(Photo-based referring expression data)
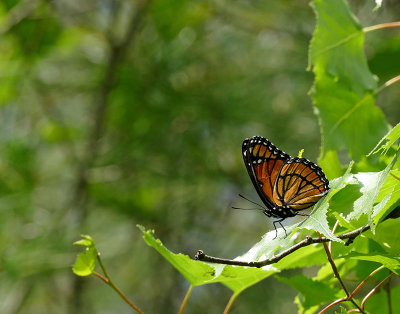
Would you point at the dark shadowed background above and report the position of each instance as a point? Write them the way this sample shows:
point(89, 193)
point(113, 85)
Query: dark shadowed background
point(117, 113)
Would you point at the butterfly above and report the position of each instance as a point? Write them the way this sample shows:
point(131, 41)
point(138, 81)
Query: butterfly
point(285, 184)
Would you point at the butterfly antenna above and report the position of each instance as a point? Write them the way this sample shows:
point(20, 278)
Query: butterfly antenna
point(276, 230)
point(246, 208)
point(261, 207)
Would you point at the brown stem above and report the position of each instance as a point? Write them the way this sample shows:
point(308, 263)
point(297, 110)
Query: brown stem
point(375, 289)
point(230, 302)
point(183, 305)
point(332, 304)
point(381, 26)
point(333, 265)
point(106, 278)
point(364, 281)
point(333, 232)
point(337, 275)
point(389, 298)
point(201, 256)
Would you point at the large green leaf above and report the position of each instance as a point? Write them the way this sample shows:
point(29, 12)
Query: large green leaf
point(237, 278)
point(387, 141)
point(343, 92)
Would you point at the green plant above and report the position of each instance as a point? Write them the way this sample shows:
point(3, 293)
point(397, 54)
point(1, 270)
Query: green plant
point(356, 225)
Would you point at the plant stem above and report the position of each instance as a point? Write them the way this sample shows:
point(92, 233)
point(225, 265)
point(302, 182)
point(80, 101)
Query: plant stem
point(337, 275)
point(375, 289)
point(387, 84)
point(185, 299)
point(389, 298)
point(333, 304)
point(381, 26)
point(201, 256)
point(229, 305)
point(106, 278)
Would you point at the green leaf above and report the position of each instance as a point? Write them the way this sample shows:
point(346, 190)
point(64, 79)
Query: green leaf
point(343, 92)
point(318, 218)
point(198, 273)
point(371, 185)
point(314, 292)
point(378, 302)
point(331, 165)
point(387, 141)
point(85, 261)
point(389, 261)
point(388, 235)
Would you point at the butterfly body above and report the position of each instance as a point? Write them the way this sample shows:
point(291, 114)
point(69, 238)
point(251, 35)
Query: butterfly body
point(285, 184)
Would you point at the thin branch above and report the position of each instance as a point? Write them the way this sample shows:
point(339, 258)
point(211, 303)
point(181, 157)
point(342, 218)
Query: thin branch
point(350, 236)
point(364, 281)
point(106, 278)
point(337, 275)
point(381, 26)
point(183, 305)
point(332, 305)
point(387, 84)
point(230, 302)
point(334, 268)
point(333, 232)
point(375, 290)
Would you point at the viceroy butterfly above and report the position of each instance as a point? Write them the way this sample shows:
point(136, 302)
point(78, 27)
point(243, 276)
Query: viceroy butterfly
point(285, 184)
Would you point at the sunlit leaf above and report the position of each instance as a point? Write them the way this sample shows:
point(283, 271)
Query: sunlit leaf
point(237, 278)
point(85, 261)
point(389, 261)
point(343, 89)
point(314, 292)
point(387, 141)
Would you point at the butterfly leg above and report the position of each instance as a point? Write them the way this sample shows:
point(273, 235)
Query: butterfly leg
point(276, 230)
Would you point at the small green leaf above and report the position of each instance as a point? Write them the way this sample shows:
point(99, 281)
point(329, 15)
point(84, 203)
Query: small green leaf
point(343, 92)
point(198, 273)
point(314, 292)
point(389, 261)
point(85, 261)
point(372, 182)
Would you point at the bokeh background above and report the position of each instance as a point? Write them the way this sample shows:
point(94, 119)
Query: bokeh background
point(117, 113)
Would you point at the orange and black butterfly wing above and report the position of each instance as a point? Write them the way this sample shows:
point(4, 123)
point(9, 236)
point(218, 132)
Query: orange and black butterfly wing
point(263, 162)
point(300, 184)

EXERCISE:
Take the records above and return, word for word, only the lines that fall from the line with "Query: green plant" to the line with "point(243, 276)", both of them included.

REPLY:
Query: green plant
point(356, 225)
Would you point at the plant stem above and report the position of each instance as a point? Write them the way this sample shows:
point(92, 233)
point(225, 265)
point(302, 182)
point(80, 101)
Query: plant stem
point(337, 275)
point(375, 289)
point(387, 84)
point(185, 299)
point(389, 298)
point(333, 304)
point(381, 26)
point(201, 256)
point(229, 305)
point(106, 278)
Would you point at the green leaf above and report the position of each instance as a point? Write them the way this sample shows:
point(346, 190)
point(64, 79)
Query: green leaf
point(343, 92)
point(318, 218)
point(198, 273)
point(371, 185)
point(314, 292)
point(378, 302)
point(331, 165)
point(387, 141)
point(85, 261)
point(389, 261)
point(388, 235)
Would you point at the butterfly body above and report the position of each instance as a point? Write them the way this sample shows:
point(291, 114)
point(69, 238)
point(251, 35)
Query: butterfly body
point(285, 184)
Would you point at the thin branch above and report the position of each instance as a point? Write them the way this sample shows:
point(339, 258)
point(211, 303)
point(181, 157)
point(342, 218)
Query: thin branch
point(350, 236)
point(364, 281)
point(106, 278)
point(337, 275)
point(381, 26)
point(183, 305)
point(332, 305)
point(387, 84)
point(230, 302)
point(334, 268)
point(333, 232)
point(375, 290)
Would you point at the viceroy butterfly above and report the position of each instance as a point? Write them the way this sample shows:
point(136, 302)
point(78, 27)
point(243, 276)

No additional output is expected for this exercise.